> _TO DO_:
[1] According to the Open MPI text, why does it look at the default performance of every Open MPI version?
[2] Quote the listing word for word, starting with its first line and going on through the line with "(726, 1317)".

Several article compare new solutions to the default performance provided by Open MPI. The version is often different. Therefore, we look at the default performance for all version of Open MPI.

Installing

We first need all the archives:

for version in $(seq 0 8)
do
  wget https://www.open-mpi.org/software/ompi/v1.${version}/downloads/openmpi-1.${version}.tar.bz2
done

for version in 1.0.$(seq -s " 1.0." 1 2) \
               1.1.$(seq -s " 1.1." 1 5) \
               1.2.$(seq -s " 1.2." 1 9) \
               1.3.$(seq -s " 1.3." 1 4) \
               1.4.$(seq -s " 1.4." 1 5) \
               1.5.$(seq -s " 1.5." 1 5) \
               1.6.$(seq -s " 1.6." 1 5) \
               1.7.$(seq -s " 1.7." 1 5) \
               1.8.$(seq -s " 1.8." 1 8) \
               1.10.$(seq -s " 1.10." 0 2)

> _Records from a point labeling set_:

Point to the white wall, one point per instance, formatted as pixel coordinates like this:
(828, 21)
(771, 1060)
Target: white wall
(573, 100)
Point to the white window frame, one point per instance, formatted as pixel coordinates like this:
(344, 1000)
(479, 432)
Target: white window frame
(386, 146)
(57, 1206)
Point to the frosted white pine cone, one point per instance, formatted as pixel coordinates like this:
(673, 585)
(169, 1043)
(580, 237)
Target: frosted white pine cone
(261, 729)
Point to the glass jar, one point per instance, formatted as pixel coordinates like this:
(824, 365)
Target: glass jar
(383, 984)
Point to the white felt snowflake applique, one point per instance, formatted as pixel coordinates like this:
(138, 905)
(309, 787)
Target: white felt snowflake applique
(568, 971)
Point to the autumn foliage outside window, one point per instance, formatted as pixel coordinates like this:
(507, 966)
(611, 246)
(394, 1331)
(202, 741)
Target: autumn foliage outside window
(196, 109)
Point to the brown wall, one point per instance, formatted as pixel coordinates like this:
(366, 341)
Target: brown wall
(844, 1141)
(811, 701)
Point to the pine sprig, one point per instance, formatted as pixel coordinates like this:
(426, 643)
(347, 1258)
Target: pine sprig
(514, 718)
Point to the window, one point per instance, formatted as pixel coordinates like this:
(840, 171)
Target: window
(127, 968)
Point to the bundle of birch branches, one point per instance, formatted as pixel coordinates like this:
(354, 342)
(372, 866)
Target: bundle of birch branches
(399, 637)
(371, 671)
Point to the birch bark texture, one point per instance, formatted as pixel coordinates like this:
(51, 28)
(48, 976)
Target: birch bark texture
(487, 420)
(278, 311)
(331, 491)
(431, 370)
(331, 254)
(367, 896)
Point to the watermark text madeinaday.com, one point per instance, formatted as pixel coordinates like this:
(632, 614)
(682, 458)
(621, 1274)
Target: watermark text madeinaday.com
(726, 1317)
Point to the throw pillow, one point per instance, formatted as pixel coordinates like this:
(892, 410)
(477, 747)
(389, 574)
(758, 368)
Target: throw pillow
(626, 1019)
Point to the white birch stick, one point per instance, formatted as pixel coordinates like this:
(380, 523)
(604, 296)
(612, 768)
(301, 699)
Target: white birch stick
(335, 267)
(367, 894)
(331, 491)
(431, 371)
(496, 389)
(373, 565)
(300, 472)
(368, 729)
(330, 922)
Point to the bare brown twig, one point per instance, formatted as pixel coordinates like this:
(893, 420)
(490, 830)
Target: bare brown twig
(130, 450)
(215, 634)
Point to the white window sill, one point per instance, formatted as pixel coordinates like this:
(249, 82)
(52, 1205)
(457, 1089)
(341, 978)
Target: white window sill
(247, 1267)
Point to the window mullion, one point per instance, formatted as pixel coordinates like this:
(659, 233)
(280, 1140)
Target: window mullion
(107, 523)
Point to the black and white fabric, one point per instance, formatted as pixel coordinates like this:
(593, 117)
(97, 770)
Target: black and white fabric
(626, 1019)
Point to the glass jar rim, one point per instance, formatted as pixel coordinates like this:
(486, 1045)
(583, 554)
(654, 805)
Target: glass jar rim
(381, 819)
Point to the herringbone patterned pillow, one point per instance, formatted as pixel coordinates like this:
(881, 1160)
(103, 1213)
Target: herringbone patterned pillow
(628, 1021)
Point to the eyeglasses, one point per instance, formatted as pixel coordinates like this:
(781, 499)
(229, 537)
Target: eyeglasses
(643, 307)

> _TASK ANSWERS_:
[1] Articles compare new solutions to the default performance of Open MPI, and the version they use is often different.

[2]
Point to the white wall, one point per instance, formatted as pixel coordinates like this:
(828, 21)
(771, 1060)
Target: white wall
(573, 100)
Point to the white window frame, one point per instance, formatted as pixel coordinates like this:
(344, 1000)
(479, 432)
Target: white window frame
(386, 146)
(57, 1206)
Point to the frosted white pine cone, one point per instance, formatted as pixel coordinates like this:
(673, 585)
(169, 1043)
(580, 237)
Target: frosted white pine cone
(261, 729)
Point to the glass jar, one point per instance, formatted as pixel coordinates like this:
(824, 365)
Target: glass jar
(383, 984)
Point to the white felt snowflake applique, one point per instance, formatted as pixel coordinates like this:
(138, 905)
(309, 787)
Target: white felt snowflake applique
(568, 971)
Point to the autumn foliage outside window, one point per instance, formatted as pixel coordinates like this:
(507, 966)
(611, 246)
(394, 1331)
(202, 741)
Target: autumn foliage outside window
(196, 109)
Point to the brown wall, one point per instance, formatted as pixel coordinates like this:
(366, 341)
Target: brown wall
(844, 1141)
(811, 701)
Point to the pine sprig, one point per instance, formatted as pixel coordinates like this:
(426, 643)
(347, 1258)
Target: pine sprig
(514, 718)
Point to the window, one point per instance, formatted as pixel coordinates like this:
(840, 171)
Target: window
(127, 968)
Point to the bundle of birch branches, one point per instance, formatted as pixel coordinates like this:
(354, 342)
(372, 866)
Target: bundle of birch branches
(399, 637)
(371, 671)
Point to the birch bark texture, one point per instance, formatted as pixel coordinates like this:
(51, 28)
(48, 976)
Target: birch bark texture
(487, 420)
(278, 311)
(331, 491)
(431, 370)
(331, 254)
(367, 896)
Point to the watermark text madeinaday.com, one point per instance, formatted as pixel coordinates like this:
(632, 614)
(682, 458)
(621, 1274)
Target: watermark text madeinaday.com
(726, 1317)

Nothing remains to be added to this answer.